Excerpts from a dataset on pointing to objects:
—————

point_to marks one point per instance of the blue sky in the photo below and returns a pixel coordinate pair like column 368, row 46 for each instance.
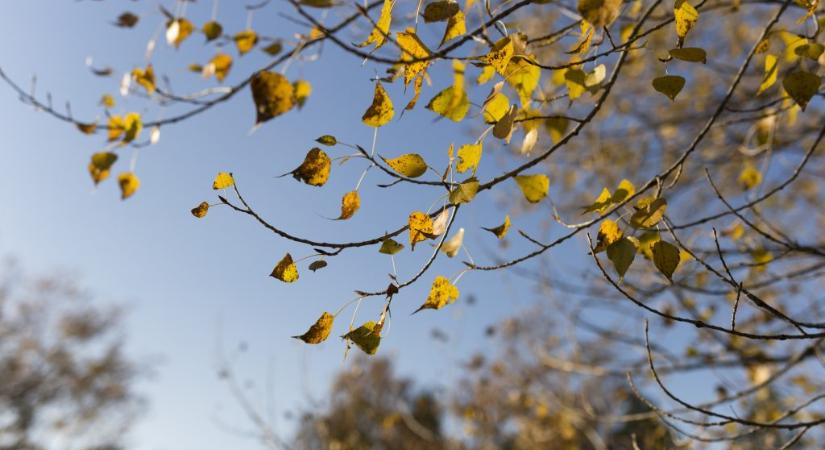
column 191, row 284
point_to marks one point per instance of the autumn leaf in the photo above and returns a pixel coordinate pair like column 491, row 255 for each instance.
column 442, row 293
column 534, row 187
column 129, row 184
column 315, row 169
column 367, row 337
column 349, row 205
column 380, row 112
column 222, row 181
column 200, row 210
column 273, row 95
column 285, row 270
column 411, row 165
column 421, row 228
column 501, row 230
column 319, row 331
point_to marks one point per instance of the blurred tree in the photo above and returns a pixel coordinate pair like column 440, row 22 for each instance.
column 65, row 383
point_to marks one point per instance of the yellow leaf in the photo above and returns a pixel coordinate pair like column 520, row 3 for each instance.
column 534, row 187
column 100, row 164
column 411, row 165
column 621, row 253
column 686, row 17
column 380, row 111
column 319, row 331
column 390, row 247
column 750, row 177
column 212, row 30
column 200, row 210
column 456, row 27
column 670, row 85
column 501, row 230
column 690, row 54
column 223, row 180
column 451, row 246
column 285, row 270
column 469, row 156
column 145, row 78
column 464, row 192
column 177, row 30
column 771, row 70
column 500, row 55
column 349, row 205
column 273, row 95
column 367, row 337
column 801, row 86
column 412, row 49
column 599, row 13
column 666, row 258
column 219, row 66
column 440, row 10
column 648, row 212
column 421, row 228
column 245, row 41
column 523, row 76
column 302, row 89
column 442, row 293
column 379, row 34
column 314, row 171
column 129, row 183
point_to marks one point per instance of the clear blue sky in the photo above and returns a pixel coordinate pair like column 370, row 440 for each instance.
column 190, row 285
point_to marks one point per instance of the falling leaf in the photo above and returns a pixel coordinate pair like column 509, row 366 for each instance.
column 442, row 293
column 621, row 253
column 801, row 86
column 177, row 30
column 501, row 230
column 319, row 331
column 390, row 247
column 212, row 30
column 200, row 210
column 127, row 20
column 380, row 111
column 145, row 78
column 670, row 85
column 451, row 246
column 464, row 192
column 690, row 54
column 314, row 171
column 666, row 258
column 349, row 205
column 686, row 17
column 378, row 35
column 411, row 165
column 421, row 228
column 648, row 212
column 303, row 89
column 771, row 70
column 245, row 41
column 218, row 66
column 534, row 187
column 285, row 270
column 273, row 95
column 456, row 27
column 469, row 156
column 129, row 183
column 100, row 165
column 749, row 177
column 367, row 337
column 500, row 55
column 327, row 140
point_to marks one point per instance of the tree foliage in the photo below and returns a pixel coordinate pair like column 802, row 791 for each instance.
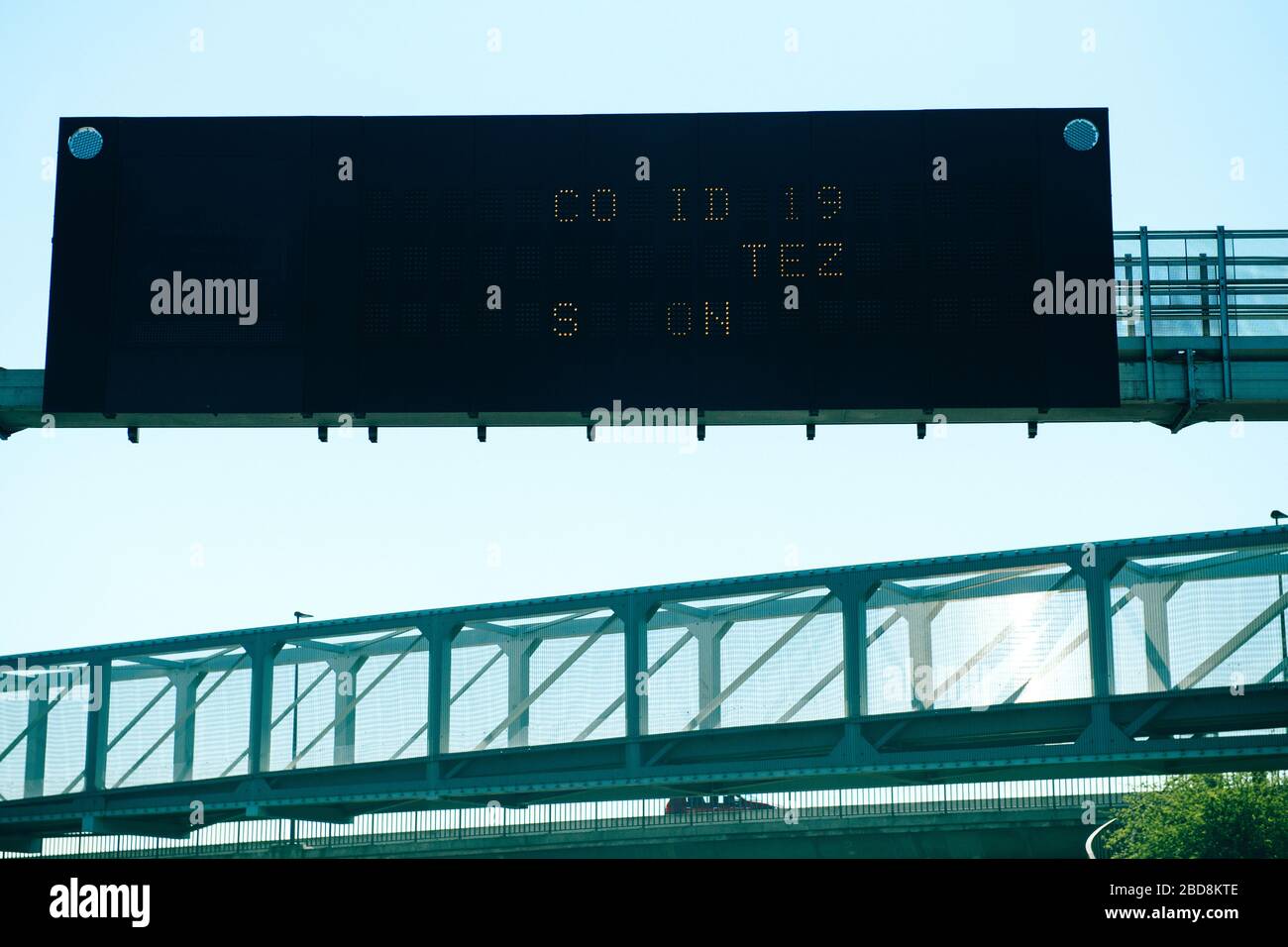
column 1206, row 815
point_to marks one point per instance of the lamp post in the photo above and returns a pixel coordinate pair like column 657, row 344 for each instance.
column 1283, row 635
column 295, row 709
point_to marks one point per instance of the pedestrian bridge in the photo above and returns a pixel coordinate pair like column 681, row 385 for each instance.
column 1121, row 657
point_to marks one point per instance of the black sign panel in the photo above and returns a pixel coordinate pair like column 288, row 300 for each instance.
column 759, row 262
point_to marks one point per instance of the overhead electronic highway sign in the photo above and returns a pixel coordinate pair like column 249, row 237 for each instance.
column 726, row 262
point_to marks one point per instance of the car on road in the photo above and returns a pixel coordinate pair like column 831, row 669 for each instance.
column 683, row 805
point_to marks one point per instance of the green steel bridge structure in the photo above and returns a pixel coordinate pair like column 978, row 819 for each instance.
column 1096, row 660
column 1202, row 337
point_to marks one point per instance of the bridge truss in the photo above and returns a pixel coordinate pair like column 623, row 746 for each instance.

—————

* TASK DIRECTIONS: Reproduce all of the records above word for word, leaving out the pictures.

* CORRECT RESULT:
point_to marks one point per instance of the blue sky in the photo below and returns a pixel coordinate pair like column 368, row 46 for each instance.
column 191, row 284
point_to marks one point per instance of the autumn leaf in the photo above and returns a pixel coordinate pair like column 491, row 255 for each instance.
column 442, row 293
column 534, row 187
column 129, row 184
column 315, row 169
column 367, row 337
column 349, row 205
column 380, row 112
column 222, row 181
column 200, row 210
column 273, row 95
column 285, row 270
column 411, row 165
column 421, row 228
column 501, row 230
column 319, row 331
point_to marks one point per instance of the blurred tree in the photo above and returns a pixel coordinate pair like column 440, row 22 for each instance.
column 65, row 383
point_to marks one point per instance of the yellow leaf in the photo above and returns a pixel coordinate pair like column 520, row 3 for each instance.
column 534, row 187
column 100, row 164
column 411, row 165
column 621, row 253
column 686, row 17
column 380, row 111
column 319, row 331
column 390, row 247
column 750, row 177
column 212, row 30
column 200, row 210
column 456, row 27
column 670, row 85
column 501, row 230
column 690, row 54
column 223, row 180
column 451, row 246
column 285, row 270
column 469, row 156
column 145, row 78
column 464, row 192
column 177, row 30
column 771, row 70
column 500, row 55
column 349, row 205
column 273, row 95
column 367, row 337
column 801, row 86
column 412, row 49
column 599, row 13
column 666, row 258
column 219, row 66
column 440, row 10
column 648, row 212
column 421, row 228
column 245, row 41
column 523, row 76
column 302, row 89
column 442, row 293
column 379, row 34
column 314, row 171
column 129, row 183
point_to marks one point per instance of the clear blue sky in the photo above and returns a pixel coordinate pair like column 370, row 440 for each instance.
column 190, row 285
point_to marks one point per instance of the falling leaf in the photo above and returns a pixel coordinate pair like column 509, row 366 for each instance.
column 442, row 293
column 621, row 253
column 801, row 86
column 177, row 30
column 501, row 230
column 319, row 331
column 390, row 247
column 212, row 30
column 200, row 210
column 127, row 20
column 380, row 111
column 145, row 78
column 670, row 85
column 451, row 246
column 464, row 192
column 690, row 54
column 314, row 171
column 666, row 258
column 349, row 205
column 686, row 17
column 378, row 35
column 411, row 165
column 421, row 228
column 648, row 212
column 303, row 89
column 771, row 70
column 245, row 41
column 218, row 66
column 534, row 187
column 285, row 270
column 273, row 95
column 456, row 27
column 469, row 156
column 129, row 183
column 100, row 165
column 749, row 177
column 367, row 337
column 500, row 55
column 327, row 140
point_to marks one point per instance of the tree foliage in the photo below and returns a pixel coordinate pair like column 802, row 791 for each instance.
column 1206, row 815
point_to marks one point per instance of the lamp post in the photo above and returns a pixel coordinate pair like column 657, row 344 for each instance.
column 1283, row 635
column 295, row 709
point_to marks one point per instance of the pedestrian bridge in the photo above and returns a pixel coordinate pair like column 681, row 385 for each instance.
column 1121, row 657
point_to marks one point per instance of the black sign panel in the photo above and returns a pixel coordinate pair like column 288, row 300 for each instance.
column 759, row 262
point_to marks one point per instance of the overhead electronic highway sign in the photo above and returns a pixel coordinate pair like column 249, row 237 for each instance.
column 726, row 262
point_to marks one point per instance of the car on road in the photo above and returns a pixel coordinate pair like column 831, row 669 for each instance.
column 683, row 805
point_to marks one point per instance of the green steel bridge structure in the photo above and returns a pixel coordinate pair like column 978, row 819 for each instance.
column 1096, row 660
column 1202, row 337
point_to marks one point per instance of the bridge truss in the photo above and returns a pixel coordinate pair like column 623, row 746 for each instance.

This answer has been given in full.